La verdad es que el béisbol, las gorras de visera y la facilidad para pronunciar el inglés van acercando al dominicano a la estética yankee. Puede que en su indudable aptitud para el inglés no sea ajeno el que se traguen un montón de series estadounidenses sin doblar y con subtítulos amontonados unos sobre otros en inglés y castellano. Al principio pueden resultar un poco confusos, pero a los cinco minutos hacen pensar que con ese sistema en España nos ahorraríamos mucho en academias. Y, sin embargo, a pesar de esta invasión anglosajona, utilizan la palabra balompié y no fútbol. Y resulta tópico mencionar la gran fluidez con que manejan el idioma, que puede ser suavemente caribeña cuando es despreocupada, pero que en situaciones formales se vuelve retórica y ampulosa. Es evidente la gran influencia del millón o más de compatriotas (conocidos como dominican yorks) que se han marchado a Estados Unidos y que traen dólares y nuevas costumbres, que ojalá no acaben con la tradición de los deliciosos dulces de batata y guayaba con que llené la maleta junto con algo de ron, café, una bandeja de caoba y los cuadros taínos (el original y estilizado arte que han desarrollado los indígenas de este país), y también una pintura haitiana con mujeres recogiendo cañas de azúcar, que colgué en el salón de mi casa y que ahora tiene más valor sentimental. Aún no había ocurrido la tragedia de Haití cuando estuve allí. Haití es el vecino pobre de la República Dominicana con quien comparte la isla sin ningún tipo de frontera física. Los separa el idioma, los haitianos hablan francés y son extremadamente pobres, como ha podido comprobar el planeta entero después del terremoto. Los pobres siempre llevan las de perder. Es fácil explotar a los pobres y es fácil ignorarlos. Pero esta vez la desgracia los ha hecho visibles, lamentablemente.

Sin embargo, siempre hay algún lugar de absurda irrealidad en que refugiarse, como los Altos de Chavón, llamada también "la ciudad de los artistas", reproducción de un pueblo mediterráneo del siglo XVI, diseñado en los setenta por uno de los decoradores preferidos de Dino de Laurentiis y que todo el mundo dice que es precioso. Pero que nunca tendrá el encanto de lo auténtico aunque esté menos limpio. Entré, vi y olvidé. No me dejó ninguna sensación. Puestos a buscar evasión, prefiero pedirle a Gladys, una amiga que he conocido en este viaje, que me acompañe al Polo Magnético. A veces se necesita un poco de magia, de señales claras de que el mundo es incomprensible y de que siempre lo será. Y una de esas señales está aquí, en este país donde según las guías se practica el vudú con ritos a los que un turista jamás asistirá. No sé cuánta fantasía habrá en esta imagen de pollos degollados y brujos poseídos, pero es mejor no pasar esa puerta. Me conformo con lo del Polo. A Gladys le hace gracia la ilusión con que voy en el coche, y para darme caña dice que no me asuste si cuando la colina tire de nosotras hacia arriba oímos ruidos de origen desconocido. ¿Ruidos?, pienso emocionada. ¿No podría tratarse de un punto estratégico del planeta por donde colarse en otra dimensión, por ejemplo? Cuando no se sabe nada, todo es posible, dice Gladys pensativa, refiriéndose a la vida en general. Porque no solo son ruidos, añade, también aparecen en la colina luces extrañas. Luces... si viese luces, ya no le pediría más a este viaje. Para que los ruidos y las luces extrañas aparezcan siempre se necesita un creyente, y esa era yo. Así que cuando en la carretera Cabral-Polo nos topamos con un letrero que decía: "Bienvenidos al enigma del Polo Magnético", yo estaba dispuesta y preparada para cualquier cosa. No hablábamos, Gladys sabía perfectamente cuándo hay que hablar y cuándo no, cuándo hay que entregarse al silencio. Dejó el coche en punto muerto, y según lo previsto el coche comenzó a ascender cuesta arriba. Lo que sucedió a continuación queda para nosotras. Seguramente tendrá una explicación científica, pero la misma Gladys me confesó con los ojos muy abiertos, sin pestañear, que hasta ahora no había creído una palabra de todo lo que escuchamos y vimos.

▸ Registros de datos:

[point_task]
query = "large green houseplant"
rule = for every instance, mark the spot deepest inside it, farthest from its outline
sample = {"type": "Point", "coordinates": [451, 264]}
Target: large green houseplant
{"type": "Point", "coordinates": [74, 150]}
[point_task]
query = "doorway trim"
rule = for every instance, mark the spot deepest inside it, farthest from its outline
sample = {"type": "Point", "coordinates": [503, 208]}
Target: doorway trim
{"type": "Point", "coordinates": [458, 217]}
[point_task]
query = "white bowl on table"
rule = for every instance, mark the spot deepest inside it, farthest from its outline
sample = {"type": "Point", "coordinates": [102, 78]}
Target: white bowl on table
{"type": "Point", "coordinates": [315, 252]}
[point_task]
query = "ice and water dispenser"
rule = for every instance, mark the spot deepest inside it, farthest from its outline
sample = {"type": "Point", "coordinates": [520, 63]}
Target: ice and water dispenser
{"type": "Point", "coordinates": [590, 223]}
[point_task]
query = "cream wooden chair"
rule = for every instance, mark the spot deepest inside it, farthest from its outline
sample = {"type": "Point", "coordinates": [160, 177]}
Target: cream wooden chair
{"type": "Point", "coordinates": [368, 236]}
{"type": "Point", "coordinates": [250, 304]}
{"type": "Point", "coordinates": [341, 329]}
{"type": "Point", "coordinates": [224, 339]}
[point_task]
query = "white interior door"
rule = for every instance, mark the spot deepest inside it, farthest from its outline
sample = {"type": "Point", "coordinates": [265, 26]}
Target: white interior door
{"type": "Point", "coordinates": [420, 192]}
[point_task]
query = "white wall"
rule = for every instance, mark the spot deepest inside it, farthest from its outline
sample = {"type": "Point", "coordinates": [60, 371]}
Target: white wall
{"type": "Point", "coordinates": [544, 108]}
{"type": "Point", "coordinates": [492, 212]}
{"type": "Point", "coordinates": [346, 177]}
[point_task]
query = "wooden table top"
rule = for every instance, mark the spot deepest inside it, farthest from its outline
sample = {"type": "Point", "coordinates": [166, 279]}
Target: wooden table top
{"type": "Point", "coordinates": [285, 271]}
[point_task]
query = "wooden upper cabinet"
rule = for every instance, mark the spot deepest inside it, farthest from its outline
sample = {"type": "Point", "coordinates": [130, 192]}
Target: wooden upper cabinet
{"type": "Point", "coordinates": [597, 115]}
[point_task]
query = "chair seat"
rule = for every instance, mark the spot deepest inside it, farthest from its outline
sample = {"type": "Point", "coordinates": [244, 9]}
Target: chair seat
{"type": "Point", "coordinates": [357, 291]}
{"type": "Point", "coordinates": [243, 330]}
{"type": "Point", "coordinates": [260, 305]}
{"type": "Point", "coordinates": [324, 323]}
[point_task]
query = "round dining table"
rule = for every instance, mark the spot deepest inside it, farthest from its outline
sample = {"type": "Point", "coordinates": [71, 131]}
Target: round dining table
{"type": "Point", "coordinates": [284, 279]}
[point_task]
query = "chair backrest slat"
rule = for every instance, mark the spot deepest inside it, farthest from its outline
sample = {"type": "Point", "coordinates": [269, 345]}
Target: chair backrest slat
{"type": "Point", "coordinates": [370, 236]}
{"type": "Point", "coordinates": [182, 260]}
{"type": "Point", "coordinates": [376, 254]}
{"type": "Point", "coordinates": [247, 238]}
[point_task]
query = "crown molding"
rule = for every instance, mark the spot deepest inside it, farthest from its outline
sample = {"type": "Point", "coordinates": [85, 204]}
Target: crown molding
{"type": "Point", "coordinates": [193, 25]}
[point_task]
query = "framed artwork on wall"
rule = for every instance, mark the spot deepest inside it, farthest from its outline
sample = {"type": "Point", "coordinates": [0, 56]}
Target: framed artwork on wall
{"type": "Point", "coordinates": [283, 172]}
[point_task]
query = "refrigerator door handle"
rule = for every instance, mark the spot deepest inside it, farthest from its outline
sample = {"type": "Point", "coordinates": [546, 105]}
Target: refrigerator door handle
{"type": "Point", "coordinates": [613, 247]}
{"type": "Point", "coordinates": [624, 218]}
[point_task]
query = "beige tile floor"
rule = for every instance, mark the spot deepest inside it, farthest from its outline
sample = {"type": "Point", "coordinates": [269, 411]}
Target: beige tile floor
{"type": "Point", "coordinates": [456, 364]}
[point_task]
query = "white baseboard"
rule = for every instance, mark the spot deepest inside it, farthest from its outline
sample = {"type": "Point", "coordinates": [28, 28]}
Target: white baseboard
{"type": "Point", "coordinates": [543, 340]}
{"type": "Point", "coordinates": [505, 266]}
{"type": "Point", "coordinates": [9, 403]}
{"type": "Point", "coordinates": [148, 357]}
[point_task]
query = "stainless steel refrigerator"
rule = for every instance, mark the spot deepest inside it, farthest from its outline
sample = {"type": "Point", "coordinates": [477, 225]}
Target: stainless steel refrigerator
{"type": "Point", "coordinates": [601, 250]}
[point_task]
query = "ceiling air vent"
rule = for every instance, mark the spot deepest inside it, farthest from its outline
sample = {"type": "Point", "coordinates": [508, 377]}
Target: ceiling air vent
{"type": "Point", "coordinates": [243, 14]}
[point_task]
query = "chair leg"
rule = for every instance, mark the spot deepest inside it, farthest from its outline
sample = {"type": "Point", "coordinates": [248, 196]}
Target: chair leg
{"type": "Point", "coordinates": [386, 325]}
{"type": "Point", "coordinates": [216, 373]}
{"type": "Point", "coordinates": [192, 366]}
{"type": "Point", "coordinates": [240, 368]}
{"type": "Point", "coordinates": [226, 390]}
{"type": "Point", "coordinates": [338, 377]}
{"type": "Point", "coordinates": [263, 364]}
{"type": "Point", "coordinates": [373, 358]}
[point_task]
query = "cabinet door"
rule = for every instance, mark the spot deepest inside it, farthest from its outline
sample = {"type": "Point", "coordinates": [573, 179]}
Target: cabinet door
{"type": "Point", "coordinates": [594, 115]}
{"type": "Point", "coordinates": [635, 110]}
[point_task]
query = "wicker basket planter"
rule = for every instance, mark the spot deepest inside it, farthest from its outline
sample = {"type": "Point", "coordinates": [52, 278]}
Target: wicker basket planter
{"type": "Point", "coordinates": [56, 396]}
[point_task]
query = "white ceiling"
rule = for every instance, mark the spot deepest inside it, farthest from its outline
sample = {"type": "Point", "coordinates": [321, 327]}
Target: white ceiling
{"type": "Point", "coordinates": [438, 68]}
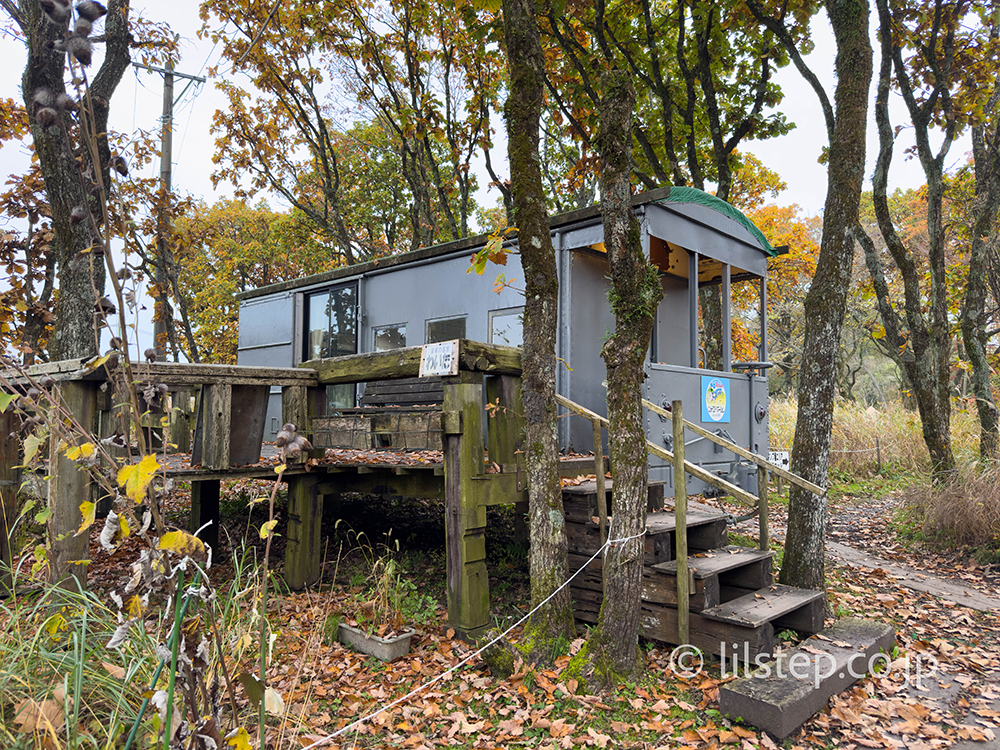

▸ Ejercicio propuesto:
En el fragmento del documento sobre la República Dominicana, ¿por qué los Altos de Chavón no convencen a quien narra y qué busca en cambio en el Polo Magnético? Contesta en una a tres oraciones.

▸ Respuesta:
Los Altos de Chavón son una reproducción de un pueblo mediterráneo del siglo XVI y, aunque todo el mundo dice que son preciosos, nunca tendrán el encanto de lo auténtico, así que no le dejaron ninguna sensación. En el Polo Magnético busca un poco de magia, señales claras de que el mundo es incomprensible y de que siempre lo será.